**Information given**.
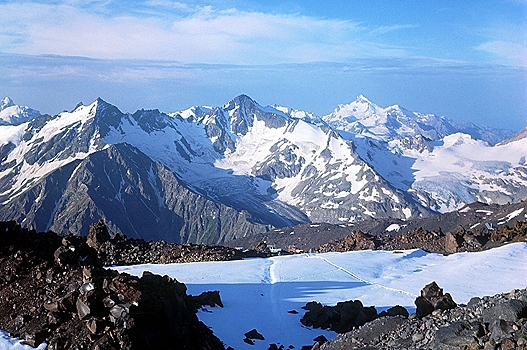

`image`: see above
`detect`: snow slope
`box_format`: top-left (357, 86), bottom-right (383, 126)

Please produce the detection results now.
top-left (324, 96), bottom-right (527, 212)
top-left (114, 243), bottom-right (527, 350)
top-left (409, 133), bottom-right (527, 211)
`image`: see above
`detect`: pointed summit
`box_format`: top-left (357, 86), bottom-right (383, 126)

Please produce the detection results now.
top-left (91, 97), bottom-right (124, 117)
top-left (355, 94), bottom-right (373, 104)
top-left (95, 97), bottom-right (112, 110)
top-left (1, 97), bottom-right (14, 110)
top-left (224, 94), bottom-right (258, 110)
top-left (327, 94), bottom-right (381, 123)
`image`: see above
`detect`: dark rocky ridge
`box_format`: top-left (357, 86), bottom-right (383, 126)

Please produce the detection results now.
top-left (312, 218), bottom-right (527, 256)
top-left (226, 201), bottom-right (527, 255)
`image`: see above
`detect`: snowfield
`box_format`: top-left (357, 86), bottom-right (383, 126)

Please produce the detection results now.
top-left (114, 243), bottom-right (527, 350)
top-left (0, 243), bottom-right (526, 349)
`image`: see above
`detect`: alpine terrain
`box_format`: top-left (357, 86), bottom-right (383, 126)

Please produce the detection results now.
top-left (0, 95), bottom-right (525, 244)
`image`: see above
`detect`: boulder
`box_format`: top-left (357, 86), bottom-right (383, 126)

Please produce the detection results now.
top-left (190, 290), bottom-right (223, 309)
top-left (482, 299), bottom-right (527, 323)
top-left (301, 299), bottom-right (378, 334)
top-left (53, 245), bottom-right (77, 268)
top-left (444, 232), bottom-right (460, 254)
top-left (378, 305), bottom-right (409, 318)
top-left (433, 321), bottom-right (479, 350)
top-left (415, 281), bottom-right (457, 318)
top-left (86, 219), bottom-right (111, 249)
top-left (244, 328), bottom-right (265, 345)
top-left (489, 319), bottom-right (514, 343)
top-left (415, 296), bottom-right (435, 318)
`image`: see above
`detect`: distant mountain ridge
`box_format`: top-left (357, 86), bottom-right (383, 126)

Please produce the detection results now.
top-left (322, 95), bottom-right (525, 212)
top-left (0, 95), bottom-right (525, 243)
top-left (322, 94), bottom-right (511, 144)
top-left (0, 97), bottom-right (41, 126)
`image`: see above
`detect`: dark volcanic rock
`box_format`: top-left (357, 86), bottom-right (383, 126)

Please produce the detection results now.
top-left (86, 219), bottom-right (111, 249)
top-left (444, 231), bottom-right (460, 254)
top-left (97, 232), bottom-right (266, 266)
top-left (319, 316), bottom-right (409, 350)
top-left (190, 290), bottom-right (224, 309)
top-left (0, 221), bottom-right (225, 349)
top-left (432, 321), bottom-right (479, 349)
top-left (378, 305), bottom-right (409, 318)
top-left (415, 281), bottom-right (457, 318)
top-left (301, 300), bottom-right (382, 334)
top-left (320, 287), bottom-right (527, 350)
top-left (244, 328), bottom-right (265, 341)
top-left (482, 298), bottom-right (527, 323)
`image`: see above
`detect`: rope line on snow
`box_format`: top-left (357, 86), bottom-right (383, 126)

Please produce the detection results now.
top-left (317, 256), bottom-right (419, 298)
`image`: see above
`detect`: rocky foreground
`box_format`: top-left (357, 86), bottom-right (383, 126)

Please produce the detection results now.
top-left (307, 282), bottom-right (527, 350)
top-left (0, 220), bottom-right (228, 349)
top-left (0, 219), bottom-right (525, 349)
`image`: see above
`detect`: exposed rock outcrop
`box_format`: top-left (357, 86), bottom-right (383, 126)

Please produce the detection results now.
top-left (314, 219), bottom-right (527, 255)
top-left (0, 221), bottom-right (226, 349)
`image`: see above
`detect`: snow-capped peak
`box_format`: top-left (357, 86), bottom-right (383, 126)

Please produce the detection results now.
top-left (355, 94), bottom-right (372, 104)
top-left (329, 95), bottom-right (382, 120)
top-left (0, 97), bottom-right (41, 126)
top-left (224, 94), bottom-right (258, 110)
top-left (1, 97), bottom-right (15, 110)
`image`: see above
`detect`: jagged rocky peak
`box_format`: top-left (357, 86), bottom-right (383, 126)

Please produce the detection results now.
top-left (221, 94), bottom-right (288, 134)
top-left (94, 97), bottom-right (123, 116)
top-left (224, 94), bottom-right (257, 110)
top-left (53, 98), bottom-right (124, 133)
top-left (132, 108), bottom-right (170, 133)
top-left (78, 98), bottom-right (125, 137)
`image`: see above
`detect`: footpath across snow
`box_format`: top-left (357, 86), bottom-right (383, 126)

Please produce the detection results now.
top-left (113, 243), bottom-right (527, 350)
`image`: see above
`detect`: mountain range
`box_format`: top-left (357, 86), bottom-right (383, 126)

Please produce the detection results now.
top-left (0, 95), bottom-right (525, 244)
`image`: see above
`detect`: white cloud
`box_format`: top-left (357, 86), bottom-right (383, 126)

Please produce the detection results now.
top-left (476, 40), bottom-right (527, 67)
top-left (0, 2), bottom-right (411, 64)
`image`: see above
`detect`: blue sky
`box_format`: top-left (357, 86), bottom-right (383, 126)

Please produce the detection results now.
top-left (0, 0), bottom-right (526, 132)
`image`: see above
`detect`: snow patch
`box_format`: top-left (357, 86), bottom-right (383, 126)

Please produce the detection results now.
top-left (499, 207), bottom-right (525, 222)
top-left (386, 223), bottom-right (401, 232)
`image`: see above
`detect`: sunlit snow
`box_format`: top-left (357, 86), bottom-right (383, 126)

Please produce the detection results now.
top-left (113, 243), bottom-right (527, 350)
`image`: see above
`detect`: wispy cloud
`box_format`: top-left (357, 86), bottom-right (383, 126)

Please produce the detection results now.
top-left (476, 41), bottom-right (527, 67)
top-left (367, 24), bottom-right (420, 36)
top-left (0, 1), bottom-right (416, 64)
top-left (469, 18), bottom-right (527, 67)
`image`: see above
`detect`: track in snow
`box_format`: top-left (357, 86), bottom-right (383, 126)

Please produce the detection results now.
top-left (316, 255), bottom-right (419, 298)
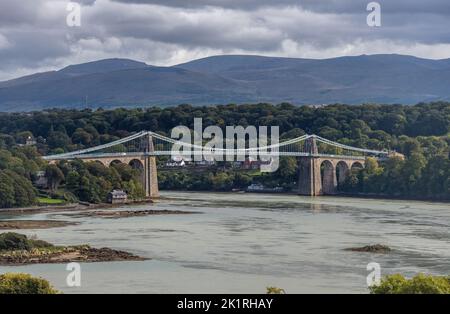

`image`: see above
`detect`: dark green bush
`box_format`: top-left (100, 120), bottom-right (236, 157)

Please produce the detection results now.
top-left (0, 232), bottom-right (32, 251)
top-left (0, 273), bottom-right (59, 294)
top-left (0, 232), bottom-right (53, 251)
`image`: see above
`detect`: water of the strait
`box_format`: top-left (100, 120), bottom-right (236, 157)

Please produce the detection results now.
top-left (0, 191), bottom-right (449, 293)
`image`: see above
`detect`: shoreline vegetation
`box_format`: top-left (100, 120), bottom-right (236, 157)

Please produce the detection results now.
top-left (0, 232), bottom-right (146, 266)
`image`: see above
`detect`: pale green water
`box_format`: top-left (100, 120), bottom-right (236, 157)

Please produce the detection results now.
top-left (0, 191), bottom-right (449, 294)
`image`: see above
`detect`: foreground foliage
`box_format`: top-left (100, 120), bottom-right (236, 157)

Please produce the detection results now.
top-left (0, 273), bottom-right (59, 294)
top-left (370, 274), bottom-right (450, 294)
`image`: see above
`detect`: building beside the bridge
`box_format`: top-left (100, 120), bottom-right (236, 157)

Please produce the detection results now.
top-left (25, 136), bottom-right (37, 146)
top-left (33, 171), bottom-right (48, 189)
top-left (165, 159), bottom-right (186, 167)
top-left (107, 190), bottom-right (128, 204)
top-left (388, 151), bottom-right (405, 160)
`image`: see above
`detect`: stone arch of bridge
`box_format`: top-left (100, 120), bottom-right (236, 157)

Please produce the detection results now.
top-left (129, 159), bottom-right (145, 187)
top-left (320, 160), bottom-right (336, 195)
top-left (351, 161), bottom-right (364, 171)
top-left (108, 159), bottom-right (125, 167)
top-left (336, 160), bottom-right (351, 187)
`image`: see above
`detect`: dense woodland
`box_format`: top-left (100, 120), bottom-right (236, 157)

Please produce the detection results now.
top-left (0, 102), bottom-right (449, 207)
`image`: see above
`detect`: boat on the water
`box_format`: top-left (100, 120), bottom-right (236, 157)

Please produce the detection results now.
top-left (246, 183), bottom-right (284, 193)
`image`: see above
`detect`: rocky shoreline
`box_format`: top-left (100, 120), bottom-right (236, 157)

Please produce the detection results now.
top-left (0, 232), bottom-right (147, 266)
top-left (0, 245), bottom-right (146, 266)
top-left (0, 220), bottom-right (78, 230)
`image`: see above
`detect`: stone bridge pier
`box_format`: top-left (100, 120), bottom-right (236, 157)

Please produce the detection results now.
top-left (82, 135), bottom-right (159, 199)
top-left (297, 138), bottom-right (365, 196)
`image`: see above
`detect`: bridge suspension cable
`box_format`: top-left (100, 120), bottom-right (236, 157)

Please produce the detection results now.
top-left (43, 130), bottom-right (389, 160)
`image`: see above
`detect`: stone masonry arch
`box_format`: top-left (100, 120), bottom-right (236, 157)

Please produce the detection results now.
top-left (320, 160), bottom-right (336, 194)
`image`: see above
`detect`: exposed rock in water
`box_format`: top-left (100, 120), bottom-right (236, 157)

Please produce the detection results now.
top-left (345, 244), bottom-right (392, 253)
top-left (0, 220), bottom-right (77, 230)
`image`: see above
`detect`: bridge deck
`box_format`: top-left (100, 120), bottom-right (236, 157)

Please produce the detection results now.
top-left (44, 152), bottom-right (369, 161)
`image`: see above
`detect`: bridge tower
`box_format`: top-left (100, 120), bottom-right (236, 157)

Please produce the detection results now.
top-left (297, 136), bottom-right (324, 196)
top-left (144, 133), bottom-right (160, 198)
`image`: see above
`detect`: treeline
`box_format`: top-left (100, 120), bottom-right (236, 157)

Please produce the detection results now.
top-left (342, 156), bottom-right (450, 200)
top-left (0, 102), bottom-right (449, 155)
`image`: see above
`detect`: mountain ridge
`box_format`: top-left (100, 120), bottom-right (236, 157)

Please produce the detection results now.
top-left (1, 54), bottom-right (449, 111)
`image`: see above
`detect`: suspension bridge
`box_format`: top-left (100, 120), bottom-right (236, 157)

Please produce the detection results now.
top-left (44, 131), bottom-right (393, 197)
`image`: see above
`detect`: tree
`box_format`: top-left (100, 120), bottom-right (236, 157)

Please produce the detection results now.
top-left (234, 172), bottom-right (252, 188)
top-left (400, 152), bottom-right (426, 194)
top-left (47, 131), bottom-right (71, 151)
top-left (211, 172), bottom-right (233, 191)
top-left (0, 170), bottom-right (35, 208)
top-left (419, 155), bottom-right (450, 198)
top-left (365, 157), bottom-right (382, 175)
top-left (379, 113), bottom-right (406, 135)
top-left (65, 171), bottom-right (80, 192)
top-left (72, 128), bottom-right (93, 146)
top-left (6, 170), bottom-right (36, 206)
top-left (0, 171), bottom-right (15, 208)
top-left (397, 136), bottom-right (422, 157)
top-left (45, 164), bottom-right (65, 191)
top-left (278, 157), bottom-right (297, 180)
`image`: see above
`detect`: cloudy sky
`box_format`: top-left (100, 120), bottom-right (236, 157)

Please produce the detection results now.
top-left (0, 0), bottom-right (450, 80)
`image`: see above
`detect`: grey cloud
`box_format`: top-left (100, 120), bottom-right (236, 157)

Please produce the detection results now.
top-left (110, 0), bottom-right (299, 10)
top-left (111, 0), bottom-right (450, 14)
top-left (0, 30), bottom-right (70, 69)
top-left (0, 0), bottom-right (450, 81)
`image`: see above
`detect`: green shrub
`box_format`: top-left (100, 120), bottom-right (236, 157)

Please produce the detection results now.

**Requirement**. Every line where "rocky" appears must be returned from the listing above.

**Finished exercise**.
`detect`: dark rocky ridge
`detect`: rocky foreground
`detect`: jagged rocky peak
`detect`: rocky shoreline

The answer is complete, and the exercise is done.